— Prompt —
Your reply should contain only the line with "[mark] mountain ridge" and the lines after it through the end of the data, each written out exactly.

═════ Material for this task

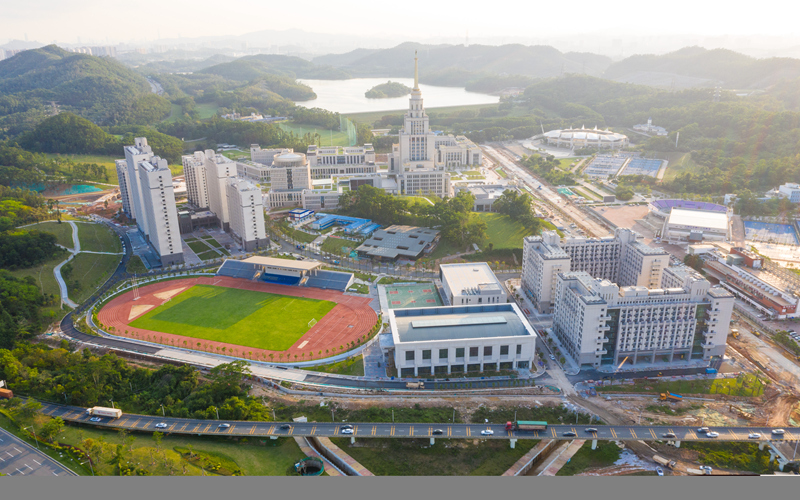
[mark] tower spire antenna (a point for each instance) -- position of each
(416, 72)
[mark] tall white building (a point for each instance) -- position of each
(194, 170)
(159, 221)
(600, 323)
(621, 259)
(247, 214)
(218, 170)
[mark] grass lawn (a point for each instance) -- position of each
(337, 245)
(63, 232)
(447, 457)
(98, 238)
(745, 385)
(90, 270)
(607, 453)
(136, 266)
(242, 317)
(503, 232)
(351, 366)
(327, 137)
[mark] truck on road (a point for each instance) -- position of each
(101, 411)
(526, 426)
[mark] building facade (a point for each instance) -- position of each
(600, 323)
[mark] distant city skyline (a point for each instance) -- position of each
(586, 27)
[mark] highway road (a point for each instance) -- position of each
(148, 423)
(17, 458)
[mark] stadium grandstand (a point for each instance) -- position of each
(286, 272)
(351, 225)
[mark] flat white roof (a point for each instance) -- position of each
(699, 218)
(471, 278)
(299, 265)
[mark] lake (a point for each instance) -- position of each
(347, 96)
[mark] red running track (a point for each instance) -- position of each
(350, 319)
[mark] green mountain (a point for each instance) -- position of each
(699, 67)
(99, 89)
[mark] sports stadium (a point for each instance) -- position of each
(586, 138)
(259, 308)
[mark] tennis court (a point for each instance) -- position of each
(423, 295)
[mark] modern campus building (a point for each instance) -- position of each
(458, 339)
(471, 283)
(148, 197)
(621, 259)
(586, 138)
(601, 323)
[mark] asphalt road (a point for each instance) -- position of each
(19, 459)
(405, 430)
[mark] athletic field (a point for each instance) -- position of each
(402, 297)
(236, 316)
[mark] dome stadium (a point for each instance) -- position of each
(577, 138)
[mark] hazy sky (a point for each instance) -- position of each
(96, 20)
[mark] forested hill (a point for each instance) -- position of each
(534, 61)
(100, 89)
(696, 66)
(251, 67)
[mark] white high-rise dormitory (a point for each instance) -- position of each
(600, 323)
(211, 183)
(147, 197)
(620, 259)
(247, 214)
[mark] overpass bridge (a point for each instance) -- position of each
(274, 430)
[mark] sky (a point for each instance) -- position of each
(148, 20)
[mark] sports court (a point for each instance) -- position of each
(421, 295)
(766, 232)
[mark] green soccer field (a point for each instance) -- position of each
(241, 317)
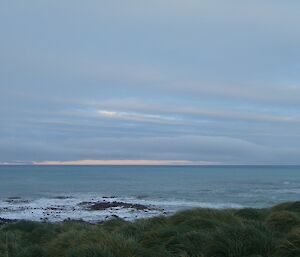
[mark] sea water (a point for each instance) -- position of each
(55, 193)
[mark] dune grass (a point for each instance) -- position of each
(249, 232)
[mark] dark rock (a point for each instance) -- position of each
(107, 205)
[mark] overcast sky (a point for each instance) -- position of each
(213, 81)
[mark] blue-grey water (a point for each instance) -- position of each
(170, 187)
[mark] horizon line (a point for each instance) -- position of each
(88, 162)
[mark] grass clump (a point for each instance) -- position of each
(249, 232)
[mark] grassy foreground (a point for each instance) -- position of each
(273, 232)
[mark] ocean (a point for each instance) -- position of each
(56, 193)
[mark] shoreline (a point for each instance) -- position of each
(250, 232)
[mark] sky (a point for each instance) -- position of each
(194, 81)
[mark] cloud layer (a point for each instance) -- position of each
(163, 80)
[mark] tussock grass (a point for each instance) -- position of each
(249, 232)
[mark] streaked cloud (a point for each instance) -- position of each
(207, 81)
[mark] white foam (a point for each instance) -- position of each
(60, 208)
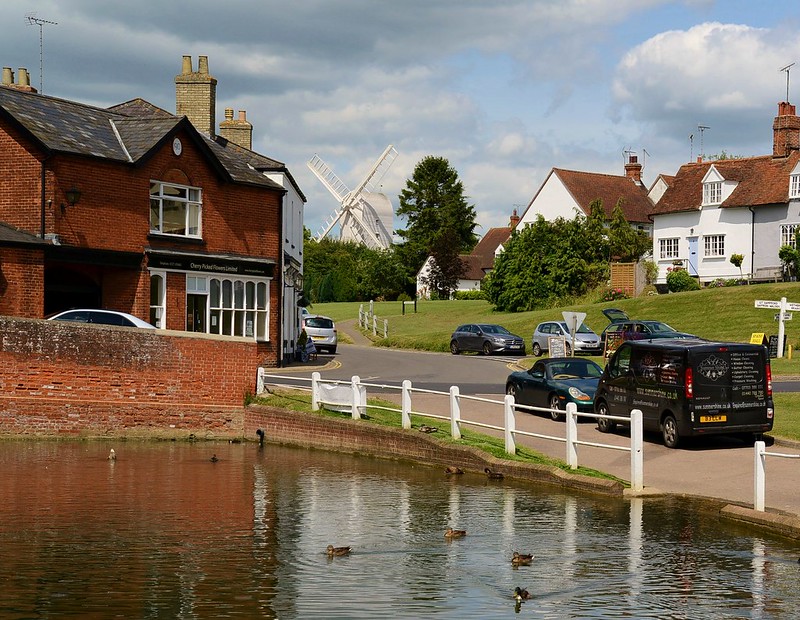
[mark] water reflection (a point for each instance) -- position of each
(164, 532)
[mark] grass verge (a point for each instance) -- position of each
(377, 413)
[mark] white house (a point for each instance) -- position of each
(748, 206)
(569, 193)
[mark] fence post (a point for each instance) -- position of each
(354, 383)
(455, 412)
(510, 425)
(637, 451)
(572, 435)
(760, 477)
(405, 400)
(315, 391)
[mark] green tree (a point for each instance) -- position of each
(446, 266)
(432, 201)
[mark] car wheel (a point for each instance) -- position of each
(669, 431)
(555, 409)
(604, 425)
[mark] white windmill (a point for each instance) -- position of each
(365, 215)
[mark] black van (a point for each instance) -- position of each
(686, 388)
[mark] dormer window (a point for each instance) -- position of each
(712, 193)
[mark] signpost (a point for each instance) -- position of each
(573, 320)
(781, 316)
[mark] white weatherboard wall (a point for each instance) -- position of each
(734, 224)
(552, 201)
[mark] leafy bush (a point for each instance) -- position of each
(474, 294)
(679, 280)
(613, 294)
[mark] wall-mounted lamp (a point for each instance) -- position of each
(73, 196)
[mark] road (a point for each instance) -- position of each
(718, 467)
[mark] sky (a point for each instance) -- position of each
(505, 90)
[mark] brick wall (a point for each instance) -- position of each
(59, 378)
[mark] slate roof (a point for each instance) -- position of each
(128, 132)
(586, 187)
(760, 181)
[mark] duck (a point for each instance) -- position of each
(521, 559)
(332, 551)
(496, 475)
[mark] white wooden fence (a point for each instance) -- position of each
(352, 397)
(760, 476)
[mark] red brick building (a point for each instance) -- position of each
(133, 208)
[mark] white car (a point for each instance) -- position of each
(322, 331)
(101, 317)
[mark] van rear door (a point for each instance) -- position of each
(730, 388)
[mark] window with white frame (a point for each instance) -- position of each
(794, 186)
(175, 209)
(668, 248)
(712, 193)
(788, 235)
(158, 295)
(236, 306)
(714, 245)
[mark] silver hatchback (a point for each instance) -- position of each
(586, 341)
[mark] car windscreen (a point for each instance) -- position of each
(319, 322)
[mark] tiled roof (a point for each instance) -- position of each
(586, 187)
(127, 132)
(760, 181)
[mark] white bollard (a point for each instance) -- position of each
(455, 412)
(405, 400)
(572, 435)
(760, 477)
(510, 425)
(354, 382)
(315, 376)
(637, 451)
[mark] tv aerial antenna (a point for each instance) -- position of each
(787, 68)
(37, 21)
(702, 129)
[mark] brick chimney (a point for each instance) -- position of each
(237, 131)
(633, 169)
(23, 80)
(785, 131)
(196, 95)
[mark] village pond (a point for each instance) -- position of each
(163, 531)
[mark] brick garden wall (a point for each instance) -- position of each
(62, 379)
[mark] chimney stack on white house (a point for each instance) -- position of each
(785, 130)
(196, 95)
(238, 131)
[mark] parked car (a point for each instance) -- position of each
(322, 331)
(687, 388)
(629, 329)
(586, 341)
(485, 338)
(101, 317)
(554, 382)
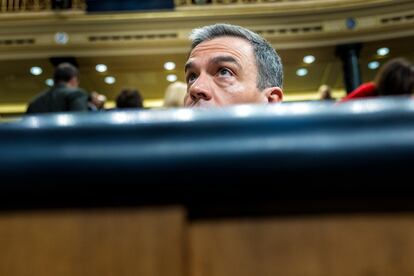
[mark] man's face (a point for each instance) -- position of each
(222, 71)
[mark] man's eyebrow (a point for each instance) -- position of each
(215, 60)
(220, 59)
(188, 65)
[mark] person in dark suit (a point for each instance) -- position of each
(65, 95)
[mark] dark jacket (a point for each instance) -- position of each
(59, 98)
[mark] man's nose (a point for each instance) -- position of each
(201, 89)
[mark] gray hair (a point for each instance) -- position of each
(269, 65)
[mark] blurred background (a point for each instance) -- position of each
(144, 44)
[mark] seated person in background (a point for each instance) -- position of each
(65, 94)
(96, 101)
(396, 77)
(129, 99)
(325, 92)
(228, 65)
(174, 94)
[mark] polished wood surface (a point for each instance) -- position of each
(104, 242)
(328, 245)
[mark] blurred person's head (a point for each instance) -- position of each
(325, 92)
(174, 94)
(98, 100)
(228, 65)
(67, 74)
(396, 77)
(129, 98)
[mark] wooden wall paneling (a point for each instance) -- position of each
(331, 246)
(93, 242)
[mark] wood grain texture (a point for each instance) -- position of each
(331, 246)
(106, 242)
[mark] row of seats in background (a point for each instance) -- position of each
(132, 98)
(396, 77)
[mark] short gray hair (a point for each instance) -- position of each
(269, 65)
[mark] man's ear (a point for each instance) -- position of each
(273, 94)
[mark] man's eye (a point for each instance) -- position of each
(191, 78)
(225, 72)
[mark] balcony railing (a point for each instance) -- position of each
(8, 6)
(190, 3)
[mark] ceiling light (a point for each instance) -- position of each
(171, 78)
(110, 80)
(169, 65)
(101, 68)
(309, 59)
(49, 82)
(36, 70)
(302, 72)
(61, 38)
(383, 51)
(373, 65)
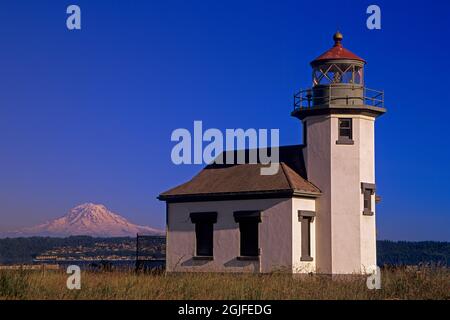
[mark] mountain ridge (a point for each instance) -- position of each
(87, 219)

══════════

— Result below —
[mark] mountain ridge (a point for each instance) -- position of each
(87, 219)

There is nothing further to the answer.